Your objective:
Reproduce, word for word, the part of the dining room interview that begins with the words "Sally Swift:  Do" and ends with "courtesy: Smithsonian Institution)".

Quoted text:
As odd as it sounds, a place where we don’t seem to be eating a lot these days is the dining room. For some people, it’s more of a rec room or storage area, a place where your nicest furniture gathers dust. But at their height, during the Victorian era in Europe and America, dining rooms were the power center of the home; it was one of the only spaces in your house that you allowed people to see. Managing producer Sally Swift talked with Lee Glazer, Curator of American Art at the Smithsonian Institution, about the history and function of the dining room. They also toured one of the world’s most famous dining rooms, The Peacock Room. The room is famous for its beauty and art but also for its story of betrayal, obsession, and a feud that two men took to their deathbeds.


Lee Glazer: The Victorian period was the apogee of the dining room as a domestic space.  The dining room comes into its own in the 19th century. Part of the reason has to do with the advent of consumer culture and the rise of the middle class, along with an increasing division between public and private space. The dining room was a kind of private space that was also quasi-public; it was a space where you would invite people outside of your domestic circle in. 

Sally Swift:  Do you have an idea of when dining rooms started to change their power?

LG: In terms of going from this important distinct space in the house to becoming --

SS: More communal?

Lee Glazer in The Peacock Room at Freer | Sackler Gallery (Photo courtesy: Smithsonian Institution)

LG: More communal and less formal.  I would say it happens after the Second World War. Certainly, we see a lot of changes after the First World War in terms of “not so many.” People who watched Downton Abbey know that even rich people no longer have so many servants, and you're doing things more for yourselves. But it's really after the Second World War with the kind of complete democratization of consumer culture, the rise of convenience foods, different kinds of entertaining, the advent of television; all of these things contribute to a much more informal lifestyle where you're no longer embarrassed to see the spaces where food is being prepared. 

SS: The interiors of the homes? 

LG: Exactly. The “behind the scenes” becomes “front of house.”

Rows:
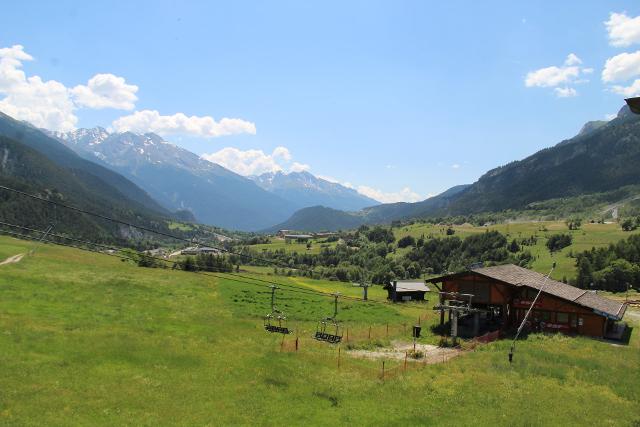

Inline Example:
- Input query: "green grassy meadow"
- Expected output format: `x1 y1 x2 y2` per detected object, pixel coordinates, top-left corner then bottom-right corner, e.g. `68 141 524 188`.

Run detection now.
0 236 640 426
393 221 640 280
249 237 337 254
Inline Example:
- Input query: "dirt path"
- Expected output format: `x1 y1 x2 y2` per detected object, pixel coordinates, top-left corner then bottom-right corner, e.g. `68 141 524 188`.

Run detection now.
347 342 462 364
0 254 24 265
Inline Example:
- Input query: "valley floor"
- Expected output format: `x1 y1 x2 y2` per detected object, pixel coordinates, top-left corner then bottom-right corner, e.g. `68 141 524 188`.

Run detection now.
0 236 640 426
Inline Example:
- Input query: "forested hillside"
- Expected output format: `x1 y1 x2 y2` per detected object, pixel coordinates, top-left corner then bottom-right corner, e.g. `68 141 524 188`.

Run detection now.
272 106 640 231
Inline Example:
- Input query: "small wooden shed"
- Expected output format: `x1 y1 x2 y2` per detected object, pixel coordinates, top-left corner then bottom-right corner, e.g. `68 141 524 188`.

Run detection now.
385 280 429 302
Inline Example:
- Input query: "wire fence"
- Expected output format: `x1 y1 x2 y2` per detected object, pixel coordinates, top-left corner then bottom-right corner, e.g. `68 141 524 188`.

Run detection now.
268 313 490 381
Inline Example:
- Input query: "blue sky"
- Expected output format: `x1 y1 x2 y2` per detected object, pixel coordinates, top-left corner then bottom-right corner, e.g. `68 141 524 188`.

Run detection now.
0 0 640 201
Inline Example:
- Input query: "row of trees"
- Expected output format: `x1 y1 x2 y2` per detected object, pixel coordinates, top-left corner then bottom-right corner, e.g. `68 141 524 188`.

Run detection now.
235 227 533 284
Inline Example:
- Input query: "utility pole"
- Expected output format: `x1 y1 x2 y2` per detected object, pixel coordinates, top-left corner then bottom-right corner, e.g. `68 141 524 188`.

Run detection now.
358 281 371 301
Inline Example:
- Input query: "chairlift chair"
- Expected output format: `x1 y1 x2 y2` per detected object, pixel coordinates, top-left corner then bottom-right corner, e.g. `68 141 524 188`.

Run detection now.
313 294 342 344
264 286 291 335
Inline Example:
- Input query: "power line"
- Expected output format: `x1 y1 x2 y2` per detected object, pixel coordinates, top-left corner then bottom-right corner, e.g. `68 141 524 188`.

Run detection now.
0 185 313 274
0 185 424 299
0 221 416 307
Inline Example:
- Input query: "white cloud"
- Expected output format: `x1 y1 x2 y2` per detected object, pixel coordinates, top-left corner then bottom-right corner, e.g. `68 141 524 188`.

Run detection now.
524 53 582 87
604 12 640 47
553 87 578 98
524 53 593 98
357 185 425 203
316 175 340 184
602 50 640 83
112 110 256 138
611 79 640 98
289 162 311 172
0 45 78 131
71 74 138 110
201 146 311 176
0 45 137 131
564 53 582 65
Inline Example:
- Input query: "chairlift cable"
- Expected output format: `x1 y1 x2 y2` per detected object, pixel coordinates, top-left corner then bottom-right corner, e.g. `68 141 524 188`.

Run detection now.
509 261 556 363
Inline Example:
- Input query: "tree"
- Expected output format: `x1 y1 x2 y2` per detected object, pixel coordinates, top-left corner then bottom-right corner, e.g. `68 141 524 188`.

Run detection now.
566 218 582 230
398 236 416 248
621 218 638 231
577 256 593 289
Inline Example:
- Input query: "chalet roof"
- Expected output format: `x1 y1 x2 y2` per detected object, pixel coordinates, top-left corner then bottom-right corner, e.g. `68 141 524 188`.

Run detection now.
396 280 429 293
429 264 626 320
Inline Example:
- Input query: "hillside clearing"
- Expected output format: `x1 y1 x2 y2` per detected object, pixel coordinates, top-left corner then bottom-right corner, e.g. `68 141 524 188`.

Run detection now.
0 254 24 265
0 237 640 426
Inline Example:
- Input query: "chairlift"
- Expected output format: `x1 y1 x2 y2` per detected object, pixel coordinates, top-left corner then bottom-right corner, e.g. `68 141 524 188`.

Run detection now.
264 285 291 335
313 293 342 344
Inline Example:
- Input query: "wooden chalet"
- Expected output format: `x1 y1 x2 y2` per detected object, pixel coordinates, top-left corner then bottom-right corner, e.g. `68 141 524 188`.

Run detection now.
427 265 626 338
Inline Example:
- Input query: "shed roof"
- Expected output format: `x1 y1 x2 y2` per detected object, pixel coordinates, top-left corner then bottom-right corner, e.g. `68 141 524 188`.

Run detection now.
428 264 626 320
396 280 429 293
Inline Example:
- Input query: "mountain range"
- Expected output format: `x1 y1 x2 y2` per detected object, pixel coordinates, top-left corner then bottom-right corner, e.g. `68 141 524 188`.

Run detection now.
249 171 380 211
50 127 377 230
0 113 174 241
268 106 640 231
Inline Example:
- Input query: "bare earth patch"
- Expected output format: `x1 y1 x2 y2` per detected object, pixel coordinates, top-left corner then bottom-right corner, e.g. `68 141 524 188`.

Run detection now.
0 254 24 265
347 341 462 364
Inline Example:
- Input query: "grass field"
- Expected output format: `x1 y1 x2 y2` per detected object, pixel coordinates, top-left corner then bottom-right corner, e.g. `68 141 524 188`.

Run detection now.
0 236 640 426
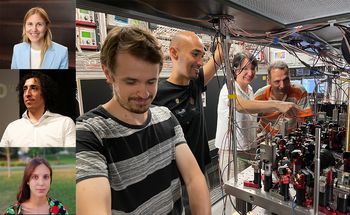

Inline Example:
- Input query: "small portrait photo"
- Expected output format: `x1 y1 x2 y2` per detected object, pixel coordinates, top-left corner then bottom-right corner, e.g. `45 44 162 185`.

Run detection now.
0 148 75 215
0 70 79 147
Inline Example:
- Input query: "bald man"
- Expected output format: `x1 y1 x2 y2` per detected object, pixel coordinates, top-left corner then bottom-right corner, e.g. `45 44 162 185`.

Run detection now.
153 31 223 214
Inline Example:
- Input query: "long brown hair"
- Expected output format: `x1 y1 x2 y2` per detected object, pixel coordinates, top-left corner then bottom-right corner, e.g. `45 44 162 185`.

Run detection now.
22 7 52 65
17 157 52 203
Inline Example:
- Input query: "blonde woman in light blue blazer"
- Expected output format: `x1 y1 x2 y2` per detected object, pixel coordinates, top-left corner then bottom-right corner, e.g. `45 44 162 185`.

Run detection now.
11 7 68 69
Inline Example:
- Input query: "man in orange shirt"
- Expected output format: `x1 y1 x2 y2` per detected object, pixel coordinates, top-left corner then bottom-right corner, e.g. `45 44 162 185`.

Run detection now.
254 61 313 135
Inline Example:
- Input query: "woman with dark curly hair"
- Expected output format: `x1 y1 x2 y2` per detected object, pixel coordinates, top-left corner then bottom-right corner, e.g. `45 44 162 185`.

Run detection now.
4 157 68 215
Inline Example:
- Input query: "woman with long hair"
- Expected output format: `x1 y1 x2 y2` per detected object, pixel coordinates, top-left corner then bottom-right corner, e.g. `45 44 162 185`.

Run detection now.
4 157 68 215
11 7 68 69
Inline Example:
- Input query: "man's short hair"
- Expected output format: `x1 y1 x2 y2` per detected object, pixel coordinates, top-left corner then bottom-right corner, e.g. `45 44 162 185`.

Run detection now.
232 52 258 70
16 71 58 112
267 61 289 79
100 26 163 75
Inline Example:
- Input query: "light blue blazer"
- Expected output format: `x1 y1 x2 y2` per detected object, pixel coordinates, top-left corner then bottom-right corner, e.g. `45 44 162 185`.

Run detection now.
11 42 68 69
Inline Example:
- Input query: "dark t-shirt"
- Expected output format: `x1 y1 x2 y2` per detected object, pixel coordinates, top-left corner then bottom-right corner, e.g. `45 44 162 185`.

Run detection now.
153 69 210 173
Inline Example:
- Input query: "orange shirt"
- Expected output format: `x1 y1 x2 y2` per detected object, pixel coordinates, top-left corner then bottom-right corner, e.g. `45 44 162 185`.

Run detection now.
254 84 313 135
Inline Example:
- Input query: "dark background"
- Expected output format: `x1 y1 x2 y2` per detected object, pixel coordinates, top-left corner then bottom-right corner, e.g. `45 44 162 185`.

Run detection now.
19 70 79 122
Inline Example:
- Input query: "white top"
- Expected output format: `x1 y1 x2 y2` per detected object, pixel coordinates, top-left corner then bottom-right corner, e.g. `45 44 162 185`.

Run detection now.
30 48 41 69
215 82 258 151
0 111 76 147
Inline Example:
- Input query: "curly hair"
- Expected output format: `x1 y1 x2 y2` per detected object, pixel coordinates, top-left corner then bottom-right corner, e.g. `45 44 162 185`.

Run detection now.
16 71 58 112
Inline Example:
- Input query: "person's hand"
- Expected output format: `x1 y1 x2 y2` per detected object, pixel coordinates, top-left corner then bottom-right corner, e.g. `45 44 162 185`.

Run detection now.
277 102 303 118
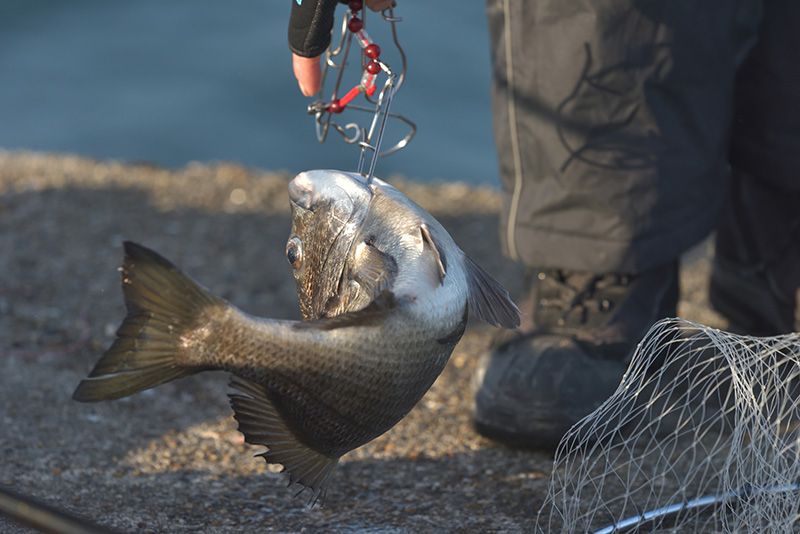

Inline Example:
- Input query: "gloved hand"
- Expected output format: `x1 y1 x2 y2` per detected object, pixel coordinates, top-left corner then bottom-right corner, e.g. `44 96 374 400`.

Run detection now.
289 0 394 96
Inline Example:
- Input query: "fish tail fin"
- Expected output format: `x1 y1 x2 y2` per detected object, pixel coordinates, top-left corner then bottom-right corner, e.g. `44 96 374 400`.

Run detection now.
72 241 226 402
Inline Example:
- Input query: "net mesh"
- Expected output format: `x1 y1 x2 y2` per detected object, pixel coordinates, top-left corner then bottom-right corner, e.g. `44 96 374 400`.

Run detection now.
537 319 800 532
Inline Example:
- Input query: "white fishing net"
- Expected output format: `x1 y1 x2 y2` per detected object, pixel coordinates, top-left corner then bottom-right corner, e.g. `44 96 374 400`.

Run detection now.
537 319 800 533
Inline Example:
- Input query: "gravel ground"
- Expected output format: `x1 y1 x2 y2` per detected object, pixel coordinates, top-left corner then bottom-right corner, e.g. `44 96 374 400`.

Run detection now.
0 152 724 532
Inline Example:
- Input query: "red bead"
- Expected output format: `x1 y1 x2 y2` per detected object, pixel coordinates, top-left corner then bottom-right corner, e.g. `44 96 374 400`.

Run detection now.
364 43 381 59
328 100 344 113
347 17 364 33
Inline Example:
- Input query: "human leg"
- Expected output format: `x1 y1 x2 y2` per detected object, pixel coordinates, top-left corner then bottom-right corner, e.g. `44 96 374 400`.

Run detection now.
475 0 758 448
710 0 800 335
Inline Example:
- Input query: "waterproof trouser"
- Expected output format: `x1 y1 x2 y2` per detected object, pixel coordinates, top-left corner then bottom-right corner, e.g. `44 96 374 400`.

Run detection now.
487 0 800 274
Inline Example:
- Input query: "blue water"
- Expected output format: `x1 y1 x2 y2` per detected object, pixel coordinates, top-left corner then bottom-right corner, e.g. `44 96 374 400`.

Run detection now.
0 0 497 184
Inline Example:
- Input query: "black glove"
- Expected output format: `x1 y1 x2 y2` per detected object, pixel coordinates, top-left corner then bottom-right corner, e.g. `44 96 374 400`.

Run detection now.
289 0 347 57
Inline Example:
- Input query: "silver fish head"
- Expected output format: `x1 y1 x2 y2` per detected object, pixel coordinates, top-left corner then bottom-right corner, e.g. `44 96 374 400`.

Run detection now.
286 170 372 320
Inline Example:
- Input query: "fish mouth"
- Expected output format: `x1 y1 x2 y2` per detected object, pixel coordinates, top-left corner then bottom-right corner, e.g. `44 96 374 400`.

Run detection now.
288 171 372 319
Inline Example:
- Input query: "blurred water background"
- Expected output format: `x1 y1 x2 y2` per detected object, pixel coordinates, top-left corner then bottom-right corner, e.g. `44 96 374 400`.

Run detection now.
0 0 497 185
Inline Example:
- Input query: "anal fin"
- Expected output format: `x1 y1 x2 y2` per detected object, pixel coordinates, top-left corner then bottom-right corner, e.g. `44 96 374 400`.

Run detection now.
228 377 339 505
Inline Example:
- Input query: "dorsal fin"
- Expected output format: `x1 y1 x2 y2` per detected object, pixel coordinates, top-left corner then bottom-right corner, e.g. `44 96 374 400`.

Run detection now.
228 376 339 505
464 254 520 328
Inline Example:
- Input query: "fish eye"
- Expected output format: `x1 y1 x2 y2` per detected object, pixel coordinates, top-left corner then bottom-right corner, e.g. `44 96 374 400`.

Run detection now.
286 236 303 269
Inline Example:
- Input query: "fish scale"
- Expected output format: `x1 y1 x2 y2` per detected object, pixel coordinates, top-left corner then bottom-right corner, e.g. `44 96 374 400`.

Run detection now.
73 171 519 501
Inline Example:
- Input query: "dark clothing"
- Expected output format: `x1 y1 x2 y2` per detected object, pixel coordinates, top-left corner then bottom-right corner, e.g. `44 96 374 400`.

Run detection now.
289 0 338 57
488 0 800 274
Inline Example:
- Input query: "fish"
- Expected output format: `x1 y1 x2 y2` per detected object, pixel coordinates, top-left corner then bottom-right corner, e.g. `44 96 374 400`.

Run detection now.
73 170 520 502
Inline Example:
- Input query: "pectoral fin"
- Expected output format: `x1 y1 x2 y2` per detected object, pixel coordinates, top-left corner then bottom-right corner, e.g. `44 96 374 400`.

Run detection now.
419 224 447 284
464 255 520 328
228 377 339 504
293 290 397 330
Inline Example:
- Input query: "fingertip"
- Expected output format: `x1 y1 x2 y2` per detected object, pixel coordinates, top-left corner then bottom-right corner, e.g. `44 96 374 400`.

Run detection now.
292 54 320 96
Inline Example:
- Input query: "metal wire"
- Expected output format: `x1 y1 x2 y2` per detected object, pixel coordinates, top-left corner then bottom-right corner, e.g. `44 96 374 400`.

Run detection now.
308 8 417 184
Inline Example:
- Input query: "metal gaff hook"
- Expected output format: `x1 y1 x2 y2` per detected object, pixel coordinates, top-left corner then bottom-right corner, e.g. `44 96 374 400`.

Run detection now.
308 1 417 185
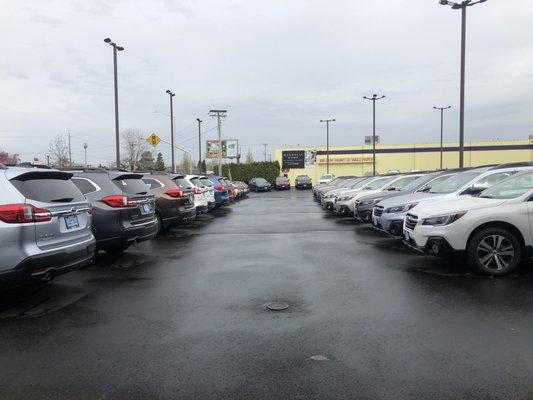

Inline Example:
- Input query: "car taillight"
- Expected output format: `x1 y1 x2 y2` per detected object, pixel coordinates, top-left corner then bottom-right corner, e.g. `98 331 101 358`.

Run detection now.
0 204 52 224
101 195 137 207
165 188 183 198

The completed task:
Sally Swift:  Do you have an idea of when dining rooms started to change their power?

LG: In terms of going from this important distinct space in the house to becoming --

SS: More communal?

Lee Glazer in The Peacock Room at Freer | Sackler Gallery (Photo courtesy: Smithsonian Institution)